Dataset excerpt:
####################

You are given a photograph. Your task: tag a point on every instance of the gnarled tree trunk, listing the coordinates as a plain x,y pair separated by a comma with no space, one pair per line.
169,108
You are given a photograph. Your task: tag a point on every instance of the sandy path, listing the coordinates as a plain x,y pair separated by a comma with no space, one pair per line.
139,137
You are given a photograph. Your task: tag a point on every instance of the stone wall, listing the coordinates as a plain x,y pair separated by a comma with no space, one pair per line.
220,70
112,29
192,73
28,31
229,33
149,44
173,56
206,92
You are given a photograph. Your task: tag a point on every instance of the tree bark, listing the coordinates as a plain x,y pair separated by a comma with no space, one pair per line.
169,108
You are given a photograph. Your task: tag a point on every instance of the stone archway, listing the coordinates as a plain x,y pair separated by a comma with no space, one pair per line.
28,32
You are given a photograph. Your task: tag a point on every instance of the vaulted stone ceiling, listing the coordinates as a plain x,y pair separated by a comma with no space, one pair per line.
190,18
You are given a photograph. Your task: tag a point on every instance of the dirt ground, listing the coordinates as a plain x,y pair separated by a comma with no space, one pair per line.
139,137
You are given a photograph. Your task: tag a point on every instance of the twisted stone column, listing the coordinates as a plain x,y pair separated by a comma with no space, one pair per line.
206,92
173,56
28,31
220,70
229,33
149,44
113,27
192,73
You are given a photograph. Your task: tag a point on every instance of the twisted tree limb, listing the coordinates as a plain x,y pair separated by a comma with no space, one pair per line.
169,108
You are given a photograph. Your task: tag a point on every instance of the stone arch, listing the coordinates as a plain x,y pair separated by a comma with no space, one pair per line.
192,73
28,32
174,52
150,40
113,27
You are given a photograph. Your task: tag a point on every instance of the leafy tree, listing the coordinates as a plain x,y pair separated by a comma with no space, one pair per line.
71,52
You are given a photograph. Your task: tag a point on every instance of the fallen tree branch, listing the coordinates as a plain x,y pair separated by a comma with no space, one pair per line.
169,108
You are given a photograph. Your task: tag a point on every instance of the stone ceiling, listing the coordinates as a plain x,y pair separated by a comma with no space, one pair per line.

####################

WORK TO DO >> Reproduce the data above verbatim, every line in its original order.

EXPECTED ANSWER >>
You are given a photograph. Your task: tag a point on every instance of the gnarled tree trunk, listing the coordinates as a plain x,y pair separated by a comma with no space, one pair per line.
169,108
You are given a photograph. Your task: tag a point on every instance of the sandy path, listing the coordinates as a plain x,y pair separated by a comma with no space, one pair per line.
139,137
You are given a photograph. Your task: tag a point on every instance of the stone wall, listing the coordinates as a plain x,y pair separated by a comma with no space, one pair per line.
220,70
112,29
192,73
28,31
229,33
149,44
173,56
206,92
You are given a photograph. Your task: tag a point on every instance of the tree bark, listing the coordinates as a plain x,y pair separated by a comma with no space, one pair per line.
169,108
You are given a photograph. Your task: tag a point on every instance of the stone archway, listing the coordinates as a plain x,y pair separated by a comma with no space, one pair per line.
28,32
You are given a photograph. Your task: tag a point on every instance of the vaulted stone ceiling, listing the coordinates as a plain x,y pair separated by a comma with no space, one pair per line.
190,18
You are given a photograph. Your task: tag a point on every instance of the dirt ground, listing the coordinates as a plain x,y pair separated by a comma with no space, one pair per line.
139,137
You are given a photograph. Your task: tag a point on every instance of the twisted stone column, listing the coordinates as a plain x,y pair separated by a comma with no space, one pair per line.
206,92
173,56
28,31
220,70
229,33
149,44
113,27
192,73
You are given a photograph. Your task: tag a point on every instance of the twisted tree limb, listing the coordinates as a plain x,y pair separated by a comma with no space, one pair per line.
169,108
You are given a photograph. Your task: tag a point on every instance of the stone arch, listing the coordinates as a plain x,y pair separated by a comma with no space, one pair per line.
192,73
28,32
174,52
150,40
113,27
You are given a photograph. Your task: tag a point on every instance of the leafy tree, listing the coordinates as a plain x,y pair separated by a comma with no space, one pair per line.
71,52
You are given a photograph. Your task: tag a point on every instance of the fallen tree branch, listing the coordinates as a plain x,y pair separated by a comma with no space, one pair per line.
169,108
You are given a photograph. Your task: tag a point on every instance of the stone ceiling, listing the coordinates as a plain x,y pair separated by a comma with no space, one pair per line.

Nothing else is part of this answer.